▶ _TASK STATEMENT_: Whatever comes before the line containing "Exercise. Spot the blue" stays out; transcribe that line and all that follow to the end of the records exactly, with no pictures.

[Image-grounded pointing data]
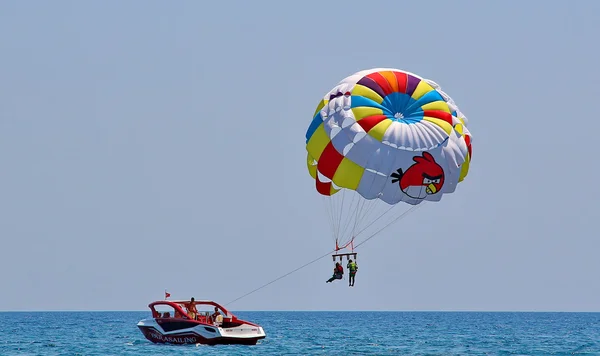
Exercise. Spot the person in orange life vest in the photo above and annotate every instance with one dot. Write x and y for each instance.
(352, 267)
(338, 272)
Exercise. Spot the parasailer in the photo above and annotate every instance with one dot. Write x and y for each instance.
(338, 273)
(380, 137)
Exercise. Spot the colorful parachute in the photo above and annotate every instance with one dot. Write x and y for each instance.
(387, 135)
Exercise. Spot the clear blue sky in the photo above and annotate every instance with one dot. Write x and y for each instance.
(151, 145)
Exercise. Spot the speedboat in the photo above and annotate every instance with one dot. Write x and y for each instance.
(172, 323)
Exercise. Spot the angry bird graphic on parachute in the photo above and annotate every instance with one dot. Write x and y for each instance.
(420, 179)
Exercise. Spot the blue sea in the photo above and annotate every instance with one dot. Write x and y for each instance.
(316, 333)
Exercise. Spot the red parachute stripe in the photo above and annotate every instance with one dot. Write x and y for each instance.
(329, 161)
(367, 123)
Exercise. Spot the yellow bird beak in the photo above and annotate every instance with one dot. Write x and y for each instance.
(431, 189)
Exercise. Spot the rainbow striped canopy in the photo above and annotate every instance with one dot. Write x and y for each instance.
(388, 134)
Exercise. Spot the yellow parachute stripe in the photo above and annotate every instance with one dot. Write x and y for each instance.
(332, 190)
(421, 89)
(361, 90)
(437, 105)
(441, 123)
(312, 166)
(317, 143)
(391, 79)
(348, 174)
(321, 105)
(378, 130)
(464, 169)
(361, 112)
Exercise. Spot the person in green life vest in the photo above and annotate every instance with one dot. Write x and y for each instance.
(338, 272)
(352, 268)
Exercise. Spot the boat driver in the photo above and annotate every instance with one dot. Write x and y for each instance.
(191, 309)
(215, 314)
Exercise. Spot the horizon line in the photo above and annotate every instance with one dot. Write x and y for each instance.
(311, 311)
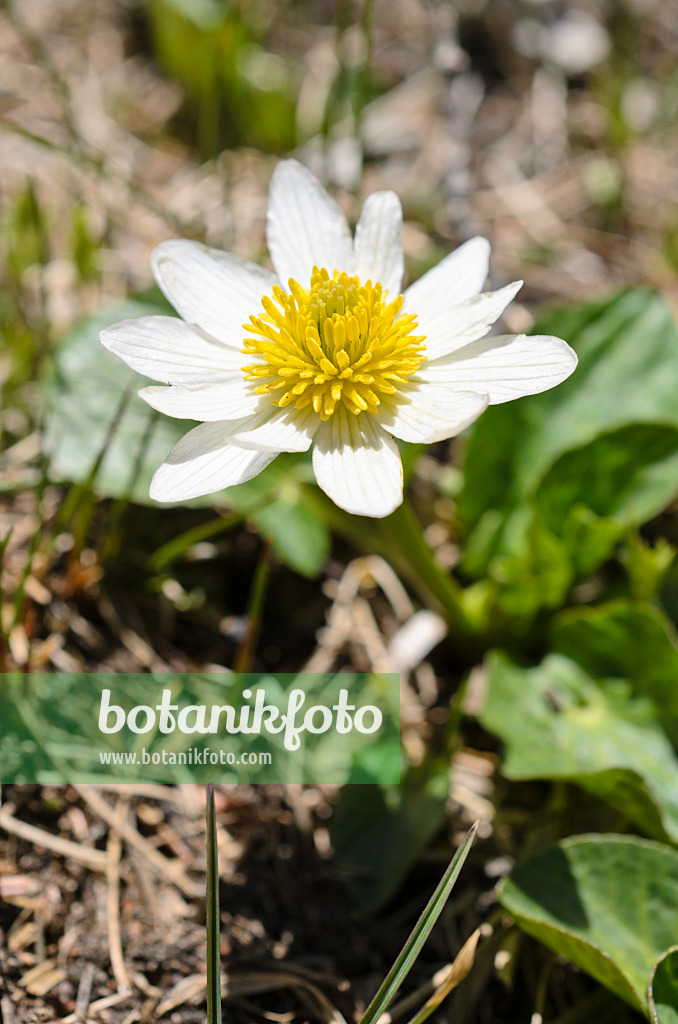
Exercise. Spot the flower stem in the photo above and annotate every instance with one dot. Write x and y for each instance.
(413, 556)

▶ _OUTPUT BELOW_:
Exercise. Spot the blue sea in the photo above and annotate every instance with one dot. Write x and y for each instance.
(316, 333)
Exercise. Spot the red parachute stripe in the photo above and annotate every instance with one dot. Write x and y for each instance.
(329, 161)
(367, 123)
Exercise. Spot the yellow bird beak in the photo above and annotate every instance with one dot. Write x and y for each instance.
(431, 189)
Exercise. Spot the rainbow striped canopy in the photo above and annotate every instance with one dot. Write x and y for each instance.
(388, 134)
Exercise. Spot the yellow parachute stripe in the photo above and annotate every instance with one dot. Write x and y for each instance.
(332, 190)
(421, 89)
(361, 90)
(437, 105)
(441, 123)
(312, 166)
(317, 143)
(391, 79)
(348, 174)
(321, 105)
(378, 130)
(464, 169)
(361, 112)
Exercise. Spot the person in green life vest in the photo above and annotate every instance with one dot. Write x and y for each instance.
(338, 272)
(352, 268)
Exercise. Spot the boat driver in the photo above and annotate every instance with one dot. Write x and y for each instance.
(191, 309)
(215, 314)
Exercise. Spot the horizon line in the photo above and annotate every instance with one dot. Write x and y for each instance.
(311, 311)
Exercise. Spot the flower stem in the photo above and annotate every instance with one dot. Write x and y for each instance.
(413, 556)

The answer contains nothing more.